[DATA FOR PROCESSING]
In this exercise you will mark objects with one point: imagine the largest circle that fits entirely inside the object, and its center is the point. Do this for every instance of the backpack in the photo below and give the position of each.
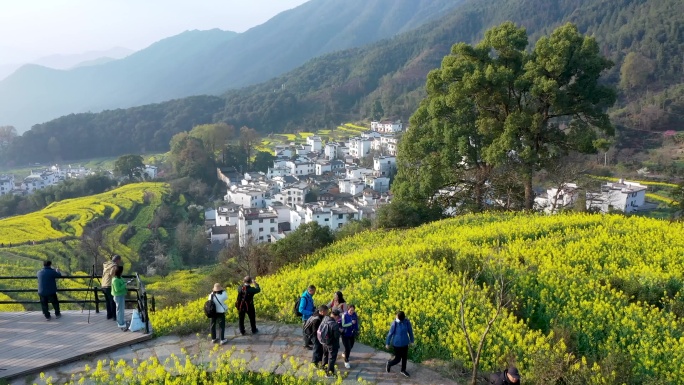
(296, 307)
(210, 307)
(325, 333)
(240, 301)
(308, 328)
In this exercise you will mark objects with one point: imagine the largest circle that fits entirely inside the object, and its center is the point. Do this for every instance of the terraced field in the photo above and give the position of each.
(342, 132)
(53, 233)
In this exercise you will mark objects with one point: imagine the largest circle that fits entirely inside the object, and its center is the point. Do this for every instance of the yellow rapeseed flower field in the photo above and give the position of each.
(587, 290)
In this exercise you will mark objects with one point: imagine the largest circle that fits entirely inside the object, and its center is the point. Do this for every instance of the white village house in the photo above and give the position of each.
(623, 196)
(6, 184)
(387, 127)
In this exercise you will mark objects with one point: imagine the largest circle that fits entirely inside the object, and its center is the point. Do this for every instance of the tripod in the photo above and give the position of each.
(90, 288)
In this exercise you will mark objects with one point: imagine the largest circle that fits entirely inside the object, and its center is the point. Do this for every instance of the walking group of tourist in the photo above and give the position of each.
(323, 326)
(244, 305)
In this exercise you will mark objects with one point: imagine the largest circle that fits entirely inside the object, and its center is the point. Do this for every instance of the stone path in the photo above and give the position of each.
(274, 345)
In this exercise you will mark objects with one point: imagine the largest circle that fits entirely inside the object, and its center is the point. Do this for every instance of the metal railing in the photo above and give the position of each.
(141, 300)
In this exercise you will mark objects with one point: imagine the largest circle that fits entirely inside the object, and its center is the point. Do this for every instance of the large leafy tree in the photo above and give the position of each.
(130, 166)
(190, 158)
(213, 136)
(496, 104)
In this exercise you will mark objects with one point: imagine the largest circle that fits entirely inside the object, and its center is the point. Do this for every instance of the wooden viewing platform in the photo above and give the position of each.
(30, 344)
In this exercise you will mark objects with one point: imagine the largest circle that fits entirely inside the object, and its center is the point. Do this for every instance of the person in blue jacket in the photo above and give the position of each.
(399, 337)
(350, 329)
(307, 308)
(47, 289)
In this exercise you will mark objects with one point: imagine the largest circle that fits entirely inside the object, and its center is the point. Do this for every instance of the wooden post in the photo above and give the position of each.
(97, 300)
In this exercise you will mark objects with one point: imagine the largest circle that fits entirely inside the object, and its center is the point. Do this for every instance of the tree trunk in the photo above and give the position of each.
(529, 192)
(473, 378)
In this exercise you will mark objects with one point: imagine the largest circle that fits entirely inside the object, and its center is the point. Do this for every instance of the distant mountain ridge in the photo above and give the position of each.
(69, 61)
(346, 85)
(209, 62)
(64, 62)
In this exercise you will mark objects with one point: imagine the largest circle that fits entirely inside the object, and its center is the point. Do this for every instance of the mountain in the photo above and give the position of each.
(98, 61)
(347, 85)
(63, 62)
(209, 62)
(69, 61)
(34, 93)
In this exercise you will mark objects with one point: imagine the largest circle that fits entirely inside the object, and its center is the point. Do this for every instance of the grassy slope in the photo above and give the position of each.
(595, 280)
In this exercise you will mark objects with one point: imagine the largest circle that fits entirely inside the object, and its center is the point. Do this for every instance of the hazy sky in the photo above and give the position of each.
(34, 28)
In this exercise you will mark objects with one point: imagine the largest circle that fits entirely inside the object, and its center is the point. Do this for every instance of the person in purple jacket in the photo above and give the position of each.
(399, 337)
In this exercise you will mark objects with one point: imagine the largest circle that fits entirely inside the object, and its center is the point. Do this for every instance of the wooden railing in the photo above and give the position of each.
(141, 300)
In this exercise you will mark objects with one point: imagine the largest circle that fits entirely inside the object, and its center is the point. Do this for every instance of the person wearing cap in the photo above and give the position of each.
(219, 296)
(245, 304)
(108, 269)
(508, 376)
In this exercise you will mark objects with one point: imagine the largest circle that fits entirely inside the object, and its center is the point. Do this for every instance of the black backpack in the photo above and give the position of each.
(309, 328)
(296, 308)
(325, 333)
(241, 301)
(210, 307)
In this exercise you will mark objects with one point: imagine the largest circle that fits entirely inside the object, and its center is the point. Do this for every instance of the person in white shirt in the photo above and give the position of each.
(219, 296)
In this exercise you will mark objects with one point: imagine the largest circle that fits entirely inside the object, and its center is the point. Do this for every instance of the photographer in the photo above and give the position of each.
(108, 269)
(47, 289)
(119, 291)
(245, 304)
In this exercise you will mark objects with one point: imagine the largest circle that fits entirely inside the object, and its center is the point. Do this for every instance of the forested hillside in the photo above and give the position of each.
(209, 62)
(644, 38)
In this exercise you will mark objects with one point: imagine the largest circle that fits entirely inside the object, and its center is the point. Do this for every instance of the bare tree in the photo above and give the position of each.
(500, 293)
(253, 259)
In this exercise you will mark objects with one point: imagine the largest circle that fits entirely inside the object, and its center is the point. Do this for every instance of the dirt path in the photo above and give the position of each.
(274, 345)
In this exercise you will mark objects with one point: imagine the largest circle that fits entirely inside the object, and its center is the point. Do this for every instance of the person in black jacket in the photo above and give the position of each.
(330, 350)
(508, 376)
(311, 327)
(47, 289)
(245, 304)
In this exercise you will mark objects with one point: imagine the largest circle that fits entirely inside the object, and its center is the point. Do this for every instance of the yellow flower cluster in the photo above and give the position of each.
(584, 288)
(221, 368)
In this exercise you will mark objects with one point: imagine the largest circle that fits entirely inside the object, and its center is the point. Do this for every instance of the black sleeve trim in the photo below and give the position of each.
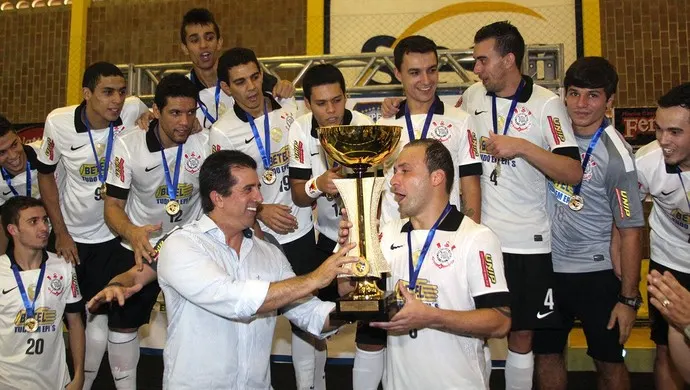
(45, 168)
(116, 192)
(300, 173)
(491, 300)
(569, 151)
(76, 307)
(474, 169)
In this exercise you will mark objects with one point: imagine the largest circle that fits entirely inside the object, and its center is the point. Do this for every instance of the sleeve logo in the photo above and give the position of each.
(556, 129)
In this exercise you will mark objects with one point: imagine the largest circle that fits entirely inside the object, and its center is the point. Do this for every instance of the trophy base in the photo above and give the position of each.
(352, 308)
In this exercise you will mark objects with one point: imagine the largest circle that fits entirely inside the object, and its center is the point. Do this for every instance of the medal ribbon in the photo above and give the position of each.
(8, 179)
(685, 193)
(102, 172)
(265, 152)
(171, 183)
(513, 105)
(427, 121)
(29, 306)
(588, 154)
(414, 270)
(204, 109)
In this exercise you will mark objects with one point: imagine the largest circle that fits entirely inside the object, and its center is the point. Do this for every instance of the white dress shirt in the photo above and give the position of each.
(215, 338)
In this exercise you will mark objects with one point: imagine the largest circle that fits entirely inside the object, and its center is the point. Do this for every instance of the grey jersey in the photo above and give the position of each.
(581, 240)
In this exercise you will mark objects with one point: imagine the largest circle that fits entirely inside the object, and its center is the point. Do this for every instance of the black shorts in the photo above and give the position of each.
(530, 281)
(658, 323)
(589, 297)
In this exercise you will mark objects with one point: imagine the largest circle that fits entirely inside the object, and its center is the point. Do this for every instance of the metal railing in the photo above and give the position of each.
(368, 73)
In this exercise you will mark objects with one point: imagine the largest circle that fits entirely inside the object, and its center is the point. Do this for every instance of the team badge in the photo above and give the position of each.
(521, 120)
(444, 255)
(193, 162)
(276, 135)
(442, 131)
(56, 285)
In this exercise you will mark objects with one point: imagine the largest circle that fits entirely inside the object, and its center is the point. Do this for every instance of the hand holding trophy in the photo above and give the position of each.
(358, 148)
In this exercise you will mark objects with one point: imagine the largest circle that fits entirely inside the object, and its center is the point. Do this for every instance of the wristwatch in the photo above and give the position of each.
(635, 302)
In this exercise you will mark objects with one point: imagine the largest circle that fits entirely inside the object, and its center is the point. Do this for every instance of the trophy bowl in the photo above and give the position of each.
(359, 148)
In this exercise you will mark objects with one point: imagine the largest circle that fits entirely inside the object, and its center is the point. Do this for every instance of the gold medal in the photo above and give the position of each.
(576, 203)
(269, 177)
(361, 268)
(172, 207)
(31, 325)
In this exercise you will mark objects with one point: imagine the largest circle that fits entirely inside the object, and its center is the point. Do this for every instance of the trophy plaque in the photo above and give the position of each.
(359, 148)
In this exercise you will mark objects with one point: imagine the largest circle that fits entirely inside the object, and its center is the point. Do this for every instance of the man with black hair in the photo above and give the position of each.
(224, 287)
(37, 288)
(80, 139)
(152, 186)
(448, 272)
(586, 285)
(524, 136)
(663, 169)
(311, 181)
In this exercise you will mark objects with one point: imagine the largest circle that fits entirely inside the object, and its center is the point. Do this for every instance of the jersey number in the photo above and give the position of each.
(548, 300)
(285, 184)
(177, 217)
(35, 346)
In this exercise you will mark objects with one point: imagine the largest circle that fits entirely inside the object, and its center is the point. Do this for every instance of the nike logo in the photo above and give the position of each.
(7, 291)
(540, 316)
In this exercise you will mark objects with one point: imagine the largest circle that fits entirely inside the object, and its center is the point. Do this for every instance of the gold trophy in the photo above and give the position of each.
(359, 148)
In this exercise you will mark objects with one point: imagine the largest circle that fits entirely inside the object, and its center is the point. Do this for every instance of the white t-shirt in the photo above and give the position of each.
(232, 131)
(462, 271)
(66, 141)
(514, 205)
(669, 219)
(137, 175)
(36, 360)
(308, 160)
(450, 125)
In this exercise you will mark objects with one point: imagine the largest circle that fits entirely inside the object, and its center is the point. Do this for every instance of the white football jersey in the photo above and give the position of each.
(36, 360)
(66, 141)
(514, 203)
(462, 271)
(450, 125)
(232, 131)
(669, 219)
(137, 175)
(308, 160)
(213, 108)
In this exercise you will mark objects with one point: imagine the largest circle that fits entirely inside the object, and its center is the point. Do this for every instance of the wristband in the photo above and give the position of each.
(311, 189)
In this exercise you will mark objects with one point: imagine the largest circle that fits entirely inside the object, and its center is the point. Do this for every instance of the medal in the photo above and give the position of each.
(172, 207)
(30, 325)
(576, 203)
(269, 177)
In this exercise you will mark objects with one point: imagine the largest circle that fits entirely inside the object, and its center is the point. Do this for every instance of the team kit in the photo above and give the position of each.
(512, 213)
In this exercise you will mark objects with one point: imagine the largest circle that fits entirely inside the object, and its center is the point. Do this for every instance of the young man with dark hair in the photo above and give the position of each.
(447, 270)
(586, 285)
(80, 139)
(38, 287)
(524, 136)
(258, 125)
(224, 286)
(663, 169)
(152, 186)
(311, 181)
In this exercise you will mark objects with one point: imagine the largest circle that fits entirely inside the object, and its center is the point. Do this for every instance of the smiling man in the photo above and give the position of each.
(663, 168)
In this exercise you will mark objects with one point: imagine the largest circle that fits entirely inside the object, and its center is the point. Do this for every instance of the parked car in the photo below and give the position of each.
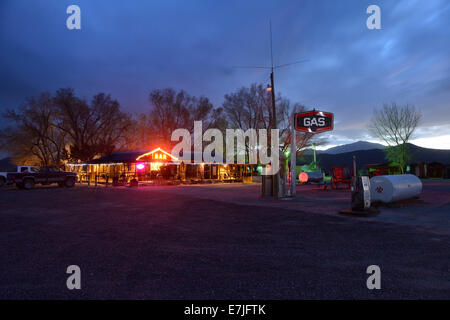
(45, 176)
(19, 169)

[GOAL OF THE EXERCISE] Beginning at the line that contains "of the young", copy each remaining line of the records exactly, through the final one. Omit the pictures.

[TASK SOLUTION]
In this exercise you will mark objects with one point: imagine the largest circle that fits entirely inside the object, and its center is the point. Do this for every instance of the young man with dark hair in the photo above and give the position of each.
(447, 270)
(586, 285)
(80, 139)
(38, 287)
(524, 136)
(258, 125)
(224, 286)
(663, 169)
(152, 186)
(311, 181)
In this exercise you will mark objects with one point: imagine the largest circle that fits entirely inside the object, and its center is the point. Do this for every instance of the smiling man in the photo above and give the position of each.
(663, 168)
In this exercise you will mark objects with one point: imagine the largest circle that fits entirely inside the object, and its center is the point. Do this for every instance of the parked car in the photo below and give the position of each.
(45, 176)
(19, 169)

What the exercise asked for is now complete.